- To be done -
Any pictures in the records below should be skipped; write out everything else exactly.
======== Exercise material ========
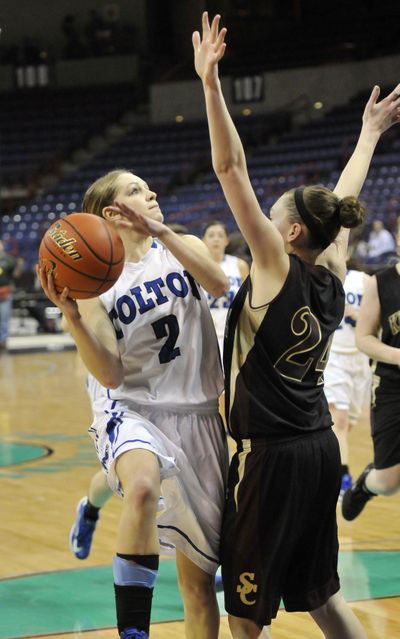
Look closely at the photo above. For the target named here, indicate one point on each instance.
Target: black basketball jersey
(275, 355)
(388, 282)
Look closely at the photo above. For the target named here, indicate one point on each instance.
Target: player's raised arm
(265, 242)
(376, 119)
(368, 328)
(188, 249)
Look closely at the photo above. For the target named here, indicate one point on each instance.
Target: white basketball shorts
(348, 382)
(193, 456)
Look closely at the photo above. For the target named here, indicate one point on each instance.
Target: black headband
(315, 229)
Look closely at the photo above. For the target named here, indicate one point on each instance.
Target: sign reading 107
(248, 88)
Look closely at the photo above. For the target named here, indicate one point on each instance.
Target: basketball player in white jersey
(215, 237)
(151, 344)
(348, 374)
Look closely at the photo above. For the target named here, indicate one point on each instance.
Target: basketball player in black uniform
(380, 315)
(279, 537)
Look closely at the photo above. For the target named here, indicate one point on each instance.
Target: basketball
(82, 252)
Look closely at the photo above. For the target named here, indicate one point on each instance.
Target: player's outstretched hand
(380, 116)
(67, 305)
(131, 219)
(208, 48)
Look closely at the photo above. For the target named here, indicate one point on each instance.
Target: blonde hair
(102, 192)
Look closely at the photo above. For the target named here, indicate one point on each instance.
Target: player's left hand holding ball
(138, 222)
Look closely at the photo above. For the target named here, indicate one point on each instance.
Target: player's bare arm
(188, 249)
(368, 326)
(376, 119)
(228, 157)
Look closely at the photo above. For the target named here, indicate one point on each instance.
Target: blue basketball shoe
(81, 533)
(133, 633)
(347, 482)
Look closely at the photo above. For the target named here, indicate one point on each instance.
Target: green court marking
(83, 599)
(12, 453)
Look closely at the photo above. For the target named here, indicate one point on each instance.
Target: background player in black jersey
(378, 335)
(279, 537)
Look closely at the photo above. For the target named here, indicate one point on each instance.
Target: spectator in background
(10, 268)
(215, 237)
(74, 47)
(381, 243)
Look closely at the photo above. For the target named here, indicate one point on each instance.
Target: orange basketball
(83, 252)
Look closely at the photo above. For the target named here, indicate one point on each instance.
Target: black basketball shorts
(279, 537)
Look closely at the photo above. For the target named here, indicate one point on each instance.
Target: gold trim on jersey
(303, 321)
(242, 456)
(249, 322)
(376, 380)
(394, 322)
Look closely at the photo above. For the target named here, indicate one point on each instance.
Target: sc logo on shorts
(246, 587)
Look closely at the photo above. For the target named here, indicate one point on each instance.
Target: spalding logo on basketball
(83, 252)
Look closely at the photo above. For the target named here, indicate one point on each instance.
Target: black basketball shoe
(355, 498)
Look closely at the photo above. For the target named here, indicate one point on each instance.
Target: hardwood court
(43, 405)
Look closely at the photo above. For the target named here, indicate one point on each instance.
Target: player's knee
(141, 493)
(197, 593)
(328, 609)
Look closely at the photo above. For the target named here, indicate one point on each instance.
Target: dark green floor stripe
(14, 453)
(83, 599)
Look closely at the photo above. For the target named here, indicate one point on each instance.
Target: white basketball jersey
(219, 305)
(344, 339)
(165, 334)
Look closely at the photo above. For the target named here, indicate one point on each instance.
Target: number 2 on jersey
(167, 327)
(294, 364)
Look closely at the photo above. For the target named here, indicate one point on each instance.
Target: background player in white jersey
(151, 344)
(347, 374)
(277, 543)
(215, 237)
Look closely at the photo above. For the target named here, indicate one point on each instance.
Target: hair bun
(351, 212)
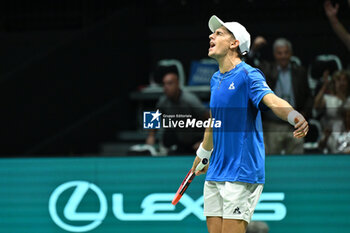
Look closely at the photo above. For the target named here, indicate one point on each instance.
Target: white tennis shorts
(231, 200)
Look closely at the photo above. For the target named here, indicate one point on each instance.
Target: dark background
(67, 67)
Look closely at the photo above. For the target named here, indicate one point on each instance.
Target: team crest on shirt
(232, 86)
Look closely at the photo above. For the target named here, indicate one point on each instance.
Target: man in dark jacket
(289, 81)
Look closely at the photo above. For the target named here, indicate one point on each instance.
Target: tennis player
(236, 171)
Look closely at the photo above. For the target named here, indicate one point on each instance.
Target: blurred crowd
(320, 91)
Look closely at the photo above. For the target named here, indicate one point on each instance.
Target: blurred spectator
(257, 227)
(334, 99)
(339, 29)
(289, 81)
(177, 101)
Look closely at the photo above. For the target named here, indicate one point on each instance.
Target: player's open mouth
(211, 45)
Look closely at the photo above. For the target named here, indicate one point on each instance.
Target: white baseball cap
(237, 29)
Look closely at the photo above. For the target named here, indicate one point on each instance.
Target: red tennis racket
(187, 181)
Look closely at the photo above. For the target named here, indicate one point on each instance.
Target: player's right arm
(206, 147)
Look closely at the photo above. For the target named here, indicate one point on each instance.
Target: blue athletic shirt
(239, 152)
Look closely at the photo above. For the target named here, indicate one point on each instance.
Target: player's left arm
(285, 111)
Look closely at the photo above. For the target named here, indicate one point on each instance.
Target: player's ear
(234, 44)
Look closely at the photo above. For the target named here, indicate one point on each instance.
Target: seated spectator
(338, 140)
(289, 81)
(338, 28)
(332, 98)
(177, 101)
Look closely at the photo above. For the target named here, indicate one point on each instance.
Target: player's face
(341, 84)
(220, 42)
(282, 55)
(170, 85)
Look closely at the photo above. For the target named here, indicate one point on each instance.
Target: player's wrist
(291, 116)
(203, 153)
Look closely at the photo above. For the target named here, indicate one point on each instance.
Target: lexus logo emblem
(70, 210)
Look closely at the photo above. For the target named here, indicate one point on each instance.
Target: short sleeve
(258, 88)
(196, 105)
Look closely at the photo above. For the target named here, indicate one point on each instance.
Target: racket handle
(202, 164)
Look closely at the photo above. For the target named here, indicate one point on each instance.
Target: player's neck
(228, 63)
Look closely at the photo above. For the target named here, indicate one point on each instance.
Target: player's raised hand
(331, 11)
(196, 161)
(301, 126)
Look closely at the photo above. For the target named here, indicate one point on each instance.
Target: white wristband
(291, 117)
(203, 153)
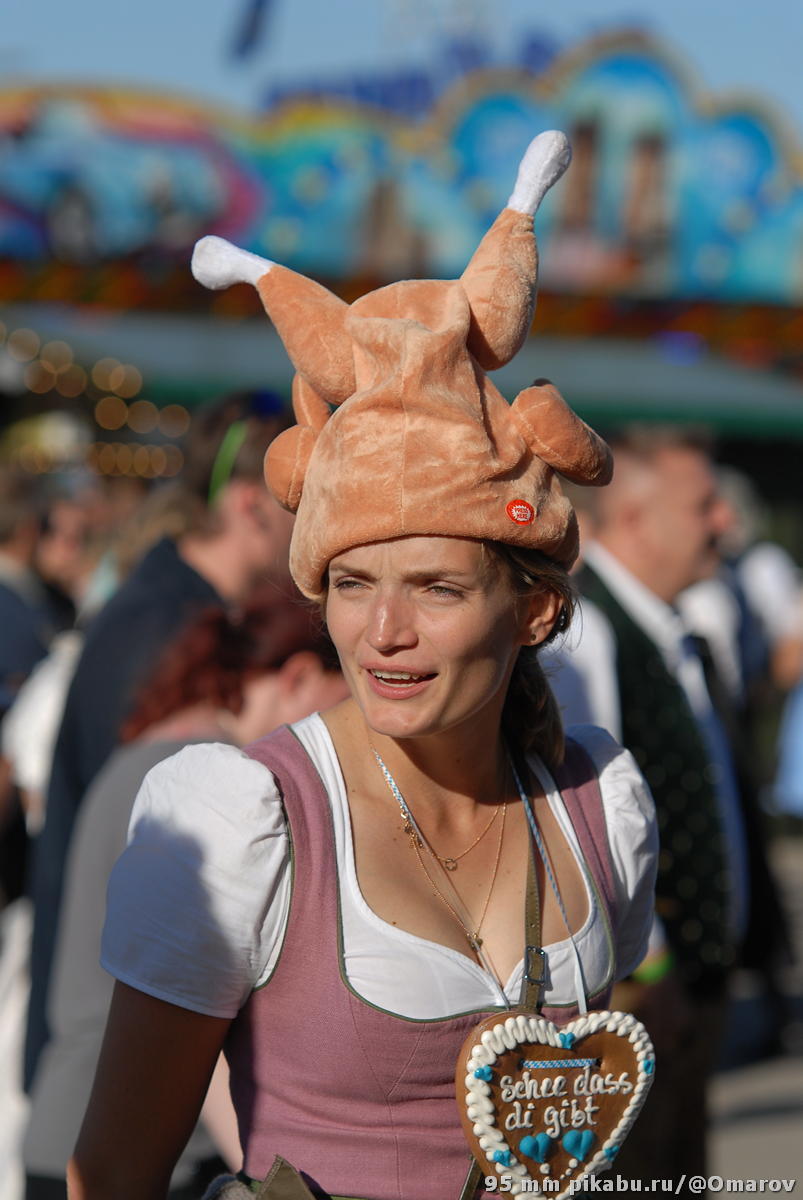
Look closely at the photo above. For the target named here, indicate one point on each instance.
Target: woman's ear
========
- Solution for this exercise -
Look closely at the photo above. For the target named here, indicate one point on each instance.
Target: black basketball jersey
(275, 355)
(388, 282)
Look closely at the photo above. For the target named here, indicate one point on each instance.
Target: player's raised arm
(265, 242)
(376, 119)
(368, 328)
(188, 249)
Look closely at the photo above. For the target named here, indicate one point on each instance.
Target: white basketball shorts
(348, 382)
(193, 456)
Look closely at the photo above. For the target named here, indicate one point on each instance.
Target: black headband
(315, 229)
Look closely at the photo above. For the target named here, indicate one point on each instance.
Target: sign reading 107
(248, 88)
Look closely at the photo above. For the target named here, indicate one point on each instance.
Target: basketball player in white jersey
(215, 237)
(151, 344)
(348, 374)
Look closely at the photo above. For the target named here, indicate one point on each instance.
Target: basketball player in black uniform
(380, 315)
(279, 537)
Look closely at the photo above. For the target named here, indicate one point on each instance.
Target: basketball
(82, 252)
Look closely at the photo above. For the target named here, indicate one point on each instance.
Target: player's outstretched hand
(380, 116)
(67, 305)
(131, 219)
(208, 48)
Look closely at the photo above. For the target named here, indicate one point on each instance.
Target: blonde hair
(102, 192)
Look closely at the photo above. For the target named here, indicate one point on each instance.
Target: player's left hand holding ball
(138, 222)
Look closely at the photo above. For the target named here, indicate one point on each instance.
Target: player's bare arm
(188, 249)
(368, 326)
(376, 119)
(228, 157)
Look closely at the photo above. For the target named here, indicate one point on each instance.
Target: blue basketball shoe
(81, 533)
(133, 633)
(347, 482)
Look closely at the photo above. For the target named here, indicate one point on each instance.
Target: green court marking
(83, 599)
(12, 453)
Look closely at the photo above. For the target named here, indicate one point on each instance.
Target: background player in black jersey
(378, 335)
(279, 537)
Look closely at the photo above. For the target named here, indicate one point on each instance.
Target: spectator in background
(10, 268)
(215, 237)
(74, 47)
(381, 243)
Look closely at the photo above. For the target named here, indicate one point on each instance.
Target: orange basketball
(83, 252)
Look closely at the photo above. For the target named here, indicate one point on each instance.
Target: black basketball shorts
(279, 537)
Look closely at the photo above. For the target named here, indicate one point on each instance.
Target: gold trim on jersey
(303, 321)
(242, 456)
(249, 322)
(376, 380)
(394, 322)
Look closely at the photo above. For the target named here, indicate one point on each instance.
Target: sc logo on shorts
(246, 587)
Look closely at the photo above. For the target named here, indicate one point on each instance.
Target: spalding logo on basketball
(83, 252)
Look closely at the photo above. For the target named here, indicate one point on each instance.
Target: black basketball shoe
(355, 498)
Look closely at the photo above. For the target named here, indicate one point on each instance.
Target: hardwood court
(43, 405)
Look closely at the photo above. For the target named here, indicate one point on each instance.
Target: player's knee
(141, 493)
(197, 593)
(328, 609)
Look closely at the photo above. For the target named here, indicate one point on each instance.
Target: dark green floor stripe
(14, 453)
(83, 599)
Look closely at the photo above. For the target named here, indicate one point on each instance.
Target: white basketball jersey
(219, 305)
(344, 339)
(165, 334)
Look closely at the photo above. For the target named here, indicate one point on each instance.
Target: number 2 on jersey
(167, 327)
(294, 364)
Look closely at the photo above. For the target named here, indicate one point on each instance.
Target: background player in white jersey
(151, 344)
(347, 374)
(277, 543)
(215, 237)
Look closely at the photo above. For the target named here, indicate one point on each instance.
Target: hair bun
(351, 212)
Look closely at the photo above. For the target named here, indicate one point on each instance.
Target: white tennis shorts
(231, 200)
Look closely at the photo above. For the target named here, indicate one point on each instance.
Target: dark background
(67, 67)
Look closely at the photo above. For the target named here, indicate one point on each instance.
Target: team crest on shirt
(232, 86)
Look closely at the photo above. For the target named here, indicate one point on each instance.
Target: man in dark jacket
(289, 81)
Look closely at the photo above. For the target named here, indicate one point on each instance.
Target: tennis player
(236, 171)
Look closely at the photo above. For the target named here, indicate one point on each instance.
Target: blurred crowd
(320, 91)
Look closely at the photo above. For the target named here, indicate one point on each instance.
Target: blurred spectator
(257, 227)
(334, 99)
(339, 29)
(289, 81)
(177, 101)
Look closely at the photo above. For the target named here, indicate one point on each instance.
Target: player's open mouth
(211, 45)
Look closely at the photo above. For the target named here, indicate one point on each instance.
Target: white baseball cap
(237, 29)
Look closely at the photo above. For the target named here, indicate one point on each instance.
Target: red tennis racket
(187, 181)
Look closely at the photo above. For the target named here, indicate one point on each instance.
Target: player's right arm
(206, 147)
Look closely at the photo above. For the target named here, indicate one point on each instance.
Target: blue athletic shirt
(239, 152)
Look closely at the photo above. For the target named here, indicate one point on each instance.
Target: player's left arm
(285, 111)
Look closely at the photo above. For the target named here, indicate one point on each instance.
Target: player's ear
(234, 44)
Look closely at the photo above. For the target named here, indicate one point on each instance.
Target: seated spectator
(338, 140)
(289, 81)
(338, 28)
(332, 98)
(177, 101)
Look closely at the photo above. For the target named here, indicate one point on each instance.
Target: player's face
(341, 84)
(220, 42)
(282, 55)
(170, 85)
Look closely at the photo above. For the target named here, indicate one point on each instance.
Target: player's wrist
(291, 116)
(203, 153)
Look closely at the photo above. For the target named here, indicate one point on each instance.
Target: lexus logo emblem
(70, 210)
Look closely at the photo above. For the target named here, indicate one point on each instance.
Target: short sleeve
(258, 88)
(196, 105)
Look closely at the photo above. For the target named here, indicate one point on each instance.
Target: racket handle
(202, 164)
Look closely at the photo above. For the target named here, indicate one point on each instance.
Target: player's neck
(228, 63)
Look closely at the photo above. For the target named here, indicate one point on each instance.
Target: player's raised hand
(331, 11)
(196, 161)
(301, 126)
Look closely at the photo above. For the target named here, indicate one point on each instance.
Target: white wristband
(291, 117)
(203, 153)
Look closely at the photo above. For the target named here, indicate one point on each instance.
Target: woman's ear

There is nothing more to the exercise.